Federal paperwork reviewers recently signed off on a major package of Patient Protection and Affordable Care Act (PPACA) forms.
The package includes Form 1094-C, which is the form employers are supposed to use to tell the IRS whether they offered workers minimum essential coverage (MEC), and Form 1095-C, which is the form employers are supposed to use to tell the workers themselves whether they had or were offered MEC.
See also: IRS redesigns PPACA coverage notice drafts.
Employers can send 1095-C forms to workers this year, for the 2014 plan year, if they want to.
What Your Peers Are Reading
“Applicable large employers” will have to send 2015 plan-year forms to workers by Jan. 31, 2016.
Elizabeth Vollmar, a compliance lawyer at Lockton Companies, says in a commentary that the final IRS instructions for the forms will create a massive data collection and assimilation effort.
The bad news, she says, is that the IRS left the draft forms as is.

**Material provided**.
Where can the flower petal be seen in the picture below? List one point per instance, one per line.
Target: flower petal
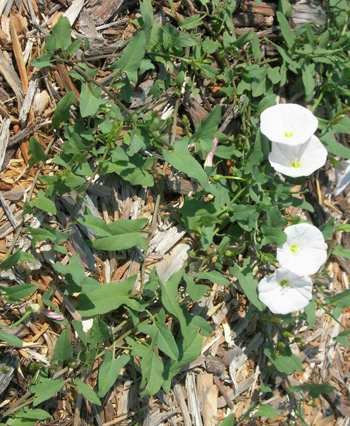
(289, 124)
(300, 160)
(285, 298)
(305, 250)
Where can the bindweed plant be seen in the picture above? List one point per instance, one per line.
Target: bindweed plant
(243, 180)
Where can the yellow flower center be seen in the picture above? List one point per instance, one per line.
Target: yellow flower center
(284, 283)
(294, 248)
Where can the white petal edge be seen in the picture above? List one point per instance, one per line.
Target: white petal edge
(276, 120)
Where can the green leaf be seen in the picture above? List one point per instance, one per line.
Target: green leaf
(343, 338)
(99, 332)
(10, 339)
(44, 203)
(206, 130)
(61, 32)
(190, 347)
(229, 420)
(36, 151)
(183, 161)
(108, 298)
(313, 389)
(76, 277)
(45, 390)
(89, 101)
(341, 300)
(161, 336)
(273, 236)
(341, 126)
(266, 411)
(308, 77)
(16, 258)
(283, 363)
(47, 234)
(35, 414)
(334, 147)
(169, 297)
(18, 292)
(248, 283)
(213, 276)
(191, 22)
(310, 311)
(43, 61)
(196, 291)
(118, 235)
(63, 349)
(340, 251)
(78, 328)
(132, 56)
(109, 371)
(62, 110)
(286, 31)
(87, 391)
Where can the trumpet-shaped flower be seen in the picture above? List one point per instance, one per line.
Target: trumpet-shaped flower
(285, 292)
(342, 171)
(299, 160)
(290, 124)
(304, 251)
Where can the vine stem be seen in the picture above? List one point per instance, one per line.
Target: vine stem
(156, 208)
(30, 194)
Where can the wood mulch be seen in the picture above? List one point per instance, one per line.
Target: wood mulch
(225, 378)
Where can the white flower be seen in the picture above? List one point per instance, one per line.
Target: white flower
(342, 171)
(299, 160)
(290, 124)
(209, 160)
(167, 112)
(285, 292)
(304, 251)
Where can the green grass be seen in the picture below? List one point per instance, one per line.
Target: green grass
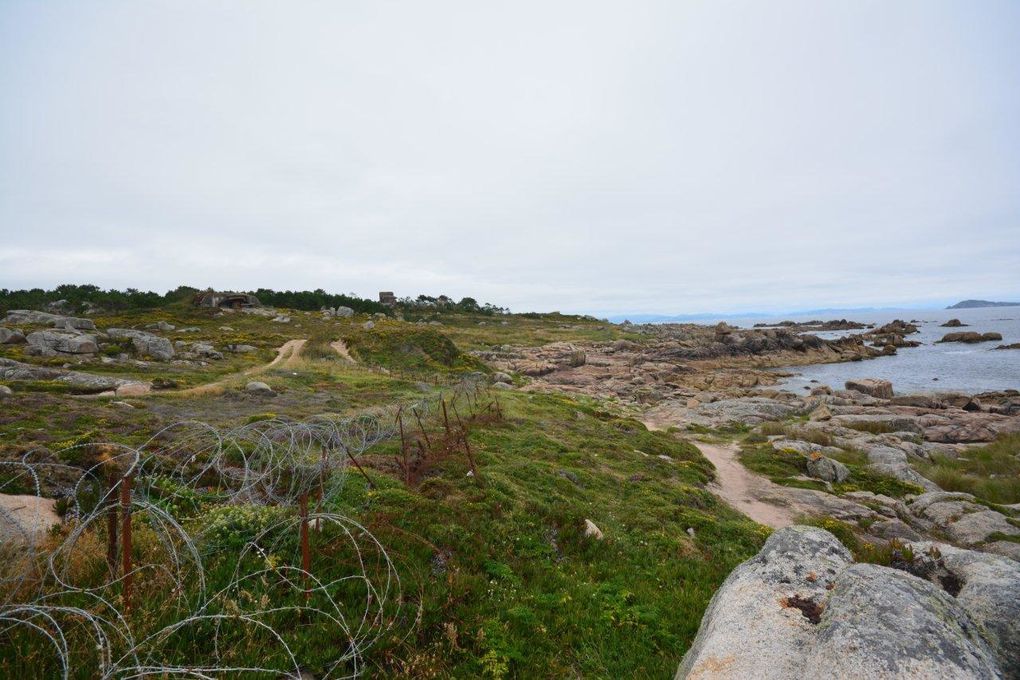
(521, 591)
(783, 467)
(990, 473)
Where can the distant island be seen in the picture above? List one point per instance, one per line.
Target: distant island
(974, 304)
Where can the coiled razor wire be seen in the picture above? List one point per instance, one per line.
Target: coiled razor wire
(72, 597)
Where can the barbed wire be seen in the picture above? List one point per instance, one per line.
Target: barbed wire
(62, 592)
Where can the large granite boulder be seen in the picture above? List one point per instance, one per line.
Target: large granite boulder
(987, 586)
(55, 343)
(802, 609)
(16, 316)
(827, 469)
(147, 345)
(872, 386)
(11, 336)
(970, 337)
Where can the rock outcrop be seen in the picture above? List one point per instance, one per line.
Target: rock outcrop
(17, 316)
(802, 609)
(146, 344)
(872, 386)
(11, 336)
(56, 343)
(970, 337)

**Exercise directions**. Translate this sentence from the PPACA forms article into Spanish: "Employers can send 1095-C forms to workers this year, for the 2014 plan year, if they want to."

**Written response**. Los empleadores pueden enviar los formularios 1095-C a los trabajadores este año, para el año del plan 2014, si así lo desean.